• [Stored data]
• • •
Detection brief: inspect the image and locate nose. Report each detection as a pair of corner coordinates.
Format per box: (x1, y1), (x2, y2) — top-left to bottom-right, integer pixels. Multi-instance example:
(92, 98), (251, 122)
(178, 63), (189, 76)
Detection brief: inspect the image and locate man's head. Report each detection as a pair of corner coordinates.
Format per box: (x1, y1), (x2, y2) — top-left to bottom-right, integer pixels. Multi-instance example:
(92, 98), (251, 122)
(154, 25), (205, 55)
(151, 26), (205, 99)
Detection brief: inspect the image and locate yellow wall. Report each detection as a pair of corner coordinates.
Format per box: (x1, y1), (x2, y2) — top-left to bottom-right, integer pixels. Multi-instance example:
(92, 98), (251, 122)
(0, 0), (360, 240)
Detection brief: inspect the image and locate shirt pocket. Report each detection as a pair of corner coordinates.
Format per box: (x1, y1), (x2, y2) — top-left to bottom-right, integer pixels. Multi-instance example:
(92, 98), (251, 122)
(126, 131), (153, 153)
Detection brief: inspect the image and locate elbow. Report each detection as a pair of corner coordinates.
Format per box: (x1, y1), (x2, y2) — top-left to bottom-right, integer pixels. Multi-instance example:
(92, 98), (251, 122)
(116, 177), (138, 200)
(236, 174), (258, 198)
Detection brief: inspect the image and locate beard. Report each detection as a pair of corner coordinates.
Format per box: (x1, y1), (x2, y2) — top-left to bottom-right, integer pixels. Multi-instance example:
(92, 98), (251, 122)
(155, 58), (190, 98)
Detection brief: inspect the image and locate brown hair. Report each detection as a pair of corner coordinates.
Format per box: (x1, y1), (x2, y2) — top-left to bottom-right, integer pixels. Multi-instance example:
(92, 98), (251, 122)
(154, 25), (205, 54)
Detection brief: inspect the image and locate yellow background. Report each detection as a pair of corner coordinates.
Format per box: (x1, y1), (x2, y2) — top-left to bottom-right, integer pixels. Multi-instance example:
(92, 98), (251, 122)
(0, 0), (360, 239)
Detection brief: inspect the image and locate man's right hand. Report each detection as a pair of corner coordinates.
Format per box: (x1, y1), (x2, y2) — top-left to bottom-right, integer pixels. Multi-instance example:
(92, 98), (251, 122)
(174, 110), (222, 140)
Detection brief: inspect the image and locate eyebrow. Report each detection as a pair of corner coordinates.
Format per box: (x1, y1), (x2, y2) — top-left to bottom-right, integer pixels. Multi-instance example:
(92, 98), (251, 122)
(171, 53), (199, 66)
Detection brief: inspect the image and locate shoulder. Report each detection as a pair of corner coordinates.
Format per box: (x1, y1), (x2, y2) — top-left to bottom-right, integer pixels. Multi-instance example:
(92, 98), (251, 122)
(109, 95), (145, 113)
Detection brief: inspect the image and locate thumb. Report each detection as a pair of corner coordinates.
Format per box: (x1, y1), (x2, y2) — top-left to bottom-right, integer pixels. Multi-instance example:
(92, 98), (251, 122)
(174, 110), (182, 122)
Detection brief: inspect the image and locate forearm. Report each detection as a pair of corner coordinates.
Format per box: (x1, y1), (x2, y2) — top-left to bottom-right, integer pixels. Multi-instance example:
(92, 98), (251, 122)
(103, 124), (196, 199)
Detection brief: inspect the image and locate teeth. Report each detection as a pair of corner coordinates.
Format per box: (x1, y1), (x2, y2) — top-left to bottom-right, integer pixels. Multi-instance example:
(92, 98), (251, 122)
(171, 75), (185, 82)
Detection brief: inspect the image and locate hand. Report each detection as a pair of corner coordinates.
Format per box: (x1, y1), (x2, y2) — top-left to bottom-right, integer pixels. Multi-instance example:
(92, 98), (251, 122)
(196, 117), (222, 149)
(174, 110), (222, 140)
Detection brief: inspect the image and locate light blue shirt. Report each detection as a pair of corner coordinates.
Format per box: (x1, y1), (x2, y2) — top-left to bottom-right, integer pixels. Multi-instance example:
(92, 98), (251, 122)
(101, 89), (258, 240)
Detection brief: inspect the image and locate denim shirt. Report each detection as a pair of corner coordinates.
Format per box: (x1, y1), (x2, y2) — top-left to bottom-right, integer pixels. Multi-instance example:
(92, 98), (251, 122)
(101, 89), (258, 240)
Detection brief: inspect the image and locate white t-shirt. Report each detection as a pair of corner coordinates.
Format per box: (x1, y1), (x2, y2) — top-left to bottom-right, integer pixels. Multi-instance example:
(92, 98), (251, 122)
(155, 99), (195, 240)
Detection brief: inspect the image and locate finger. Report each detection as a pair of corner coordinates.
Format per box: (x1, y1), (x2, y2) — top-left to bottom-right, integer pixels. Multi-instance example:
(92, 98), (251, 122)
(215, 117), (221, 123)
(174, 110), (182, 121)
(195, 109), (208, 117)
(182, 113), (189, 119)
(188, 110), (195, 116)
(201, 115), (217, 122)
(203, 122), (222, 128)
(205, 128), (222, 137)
• • •
Reproduce all of the entries above word for word, keeping every line unchanged and in the same order.

Detection brief: inspect the image and locate nose. Report each detection as a pair of corner coordinates.
Format per box: (x1, y1), (x2, y2) — top-left to bottom-right, integer pixels. Multi-instance example:
(92, 98), (251, 122)
(178, 63), (189, 76)
Detection brief: inspect the image and locate man's head. Report each detection as a pair of corner coordinates.
Format per box: (x1, y1), (x2, y2) — top-left to bottom-right, integer pixels. Multi-instance example:
(92, 98), (251, 122)
(154, 25), (205, 55)
(151, 26), (205, 99)
Detection brief: inspect the image and locate yellow wall. Report each detection as a pair of corner coordinates.
Format per box: (x1, y1), (x2, y2) — top-left to bottom-right, integer pixels. Multi-instance example:
(92, 98), (251, 122)
(0, 0), (360, 240)
Detection brief: inspect the image and locate shirt pocket. Report each detection as a pair of corner coordinates.
Format per box: (x1, y1), (x2, y2) — top-left to bottom-right, integer pixels. Multi-instance example:
(92, 98), (251, 122)
(126, 131), (153, 153)
Detection brief: inspect the image and locate elbow. Report each detection as a pair of corner coordinates.
Format per box: (x1, y1), (x2, y2) — top-left to bottom-right, integer pixels. Multi-instance example:
(92, 98), (251, 122)
(116, 177), (138, 200)
(236, 174), (258, 198)
Detection brief: inspect the image and locate beard. Report each detection as a pair of corner coordinates.
Format per box: (x1, y1), (x2, y2) — top-left to bottom-right, integer pixels. Multi-instance example:
(92, 98), (251, 122)
(155, 58), (190, 98)
Detection brief: inspect the image and locate brown hair. Report each detection as a pair of corner coordinates.
Format per box: (x1, y1), (x2, y2) — top-left to bottom-right, integer pixels. Multi-instance example:
(92, 98), (251, 122)
(154, 25), (205, 54)
Detection brief: inspect the image and locate yellow background. Report each detection as a pair of corner coordinates.
Format per box: (x1, y1), (x2, y2) — top-left to bottom-right, integer pixels. Multi-instance example:
(92, 98), (251, 122)
(0, 0), (360, 239)
Detection brief: inspect the image and locate man's right hand. Report each detection as a pair of corner coordinates.
Format per box: (x1, y1), (x2, y2) — top-left to bottom-right, integer pixels. Multi-instance example:
(92, 98), (251, 122)
(174, 110), (222, 140)
Detection brief: inspect the image and locate eyebrow. Report each detection as a pair of corner coordinates.
Format per box: (x1, y1), (x2, y2) — top-left to bottom-right, integer pixels. Multi-instance example:
(92, 98), (251, 122)
(171, 53), (199, 66)
Detection brief: inspect the image and locate shoulder. Report each detection as a pair of corner coordinates.
Format per box: (x1, y1), (x2, y2) — top-left to bottom-right, integer pixels. Multi-instance example:
(92, 98), (251, 122)
(109, 95), (145, 113)
Detection brief: inspect the image and locate thumb. Report each detection as a pair of corner coordinates.
Format per box: (x1, y1), (x2, y2) — top-left to bottom-right, integer pixels. Multi-instance example:
(92, 98), (251, 122)
(174, 110), (182, 122)
Detection brief: inspect the image and locate forearm. Report each detection as a pair of corner coordinates.
Format per box: (x1, y1), (x2, y2) — top-left to bottom-right, integer pixels. Multi-instance example:
(92, 98), (251, 122)
(103, 124), (196, 199)
Detection brief: inspect the image and locate teeth. Report each detection as a pair of corner coordinates.
Format per box: (x1, y1), (x2, y2) — top-left to bottom-right, integer pixels. Multi-instance example:
(92, 98), (251, 122)
(171, 75), (185, 82)
Detection brief: inspect the image and locate hand. Report each detection as a pair of corner coordinates.
Format per box: (x1, y1), (x2, y2) — top-left to bottom-right, integer pixels. Multi-instance example:
(92, 98), (251, 122)
(196, 117), (222, 149)
(174, 110), (222, 140)
Detection brief: inspect the image and locate light blue shirt. Report each detection as a pair of corner coordinates.
Format per box: (x1, y1), (x2, y2) — top-left to bottom-right, integer pixels. Multi-instance example:
(92, 98), (251, 122)
(101, 89), (258, 240)
Detection brief: inspect the image and locate denim shirt. Report each detection as a pair of corner coordinates.
Format per box: (x1, y1), (x2, y2) — top-left to bottom-right, integer pixels. Multi-instance example:
(92, 98), (251, 122)
(101, 89), (258, 240)
Detection brief: inspect the image and locate white t-shirt. Report each detection as a pair of corner coordinates.
Format per box: (x1, y1), (x2, y2) — top-left to bottom-right, integer pixels. Multi-instance example:
(92, 98), (251, 122)
(155, 99), (195, 240)
Detection brief: inspect the image and locate finger. Report each detection as a pair of corner coordinates.
Format per box: (x1, y1), (x2, y2) — top-left to bottom-right, integer pixels. Multi-instance example:
(92, 98), (251, 122)
(215, 117), (221, 123)
(174, 110), (182, 121)
(195, 109), (208, 117)
(182, 113), (189, 119)
(188, 110), (195, 116)
(201, 115), (217, 122)
(203, 122), (222, 128)
(205, 128), (222, 137)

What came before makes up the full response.